__抜粋文__
古来日本では自然を神とあがめ、自然と調和するように暮らして来たのではありませんか。自然を介しての儀式も沢山残っています。自然が友達であり、おいしい空気を吸い、その中で人との交流も必然的に生まれてきます。「袖ふれあうも何かの縁」ということわざも日本にはあるではないですか。すべては因縁果です。縁を大事にしていきたいと思います。
自然の様相をよく見て学べば、学ぶべきことは沢山あります。自然こそ最大の師となります。自然と直接関連する農の大切さも出てきています。農と食、生活の根幹に関わる問題でもあります。食育という考えも出てきています。また、自給率約40%の日本の農に対する危険性も大変です。
農はやはり国の中心であると思います。衣食足りて礼節を知る。と昔からいいます。衣食住は国の骨幹であるといえます。宮沢賢治の詩も浮かんできます。彼が何を訴えようとしていたのか。彼の思想にも迫ってみたい気もします。
今後は民主主義も自然があっての民主主義という考えに戻らないと、もう、地球はだめになるのではないかと、最近は思うようになりました。人間を人と人の間で唱えるのでなく、生物全体を含む人と自然の関係でとらえるマクロな考え方で行動して行く必要があると思います。

__記述問題__
自然と農についての文章のうち、「農はやはり国の中心であると思」で始まり「て行く必要があると思います。」まで続く部分を、「民主主義」を「経済」に改めて書き直しなさい。 これらの記録は、抜粋文とは別の出典から取られたものです。

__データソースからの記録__
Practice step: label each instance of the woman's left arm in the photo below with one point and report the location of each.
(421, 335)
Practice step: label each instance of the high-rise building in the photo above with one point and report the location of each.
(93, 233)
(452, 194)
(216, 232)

__本問の解答__
農はやはり国の中心であると思います。衣食足りて礼節を知る。と昔からいいます。衣食住は国の骨幹であるといえます。宮沢賢治の詩も浮かんできます。彼が何を訴えようとしていたのか。彼の思想にも迫ってみたい気もします。
今後は経済も自然があっての経済という考えに戻らないと、もう、地球はだめになるのではないかと、最近は思うようになりました。人間を人と人の間で唱えるのでなく、生物全体を含む人と自然の関係でとらえるマクロな考え方で行動して行く必要があると思います。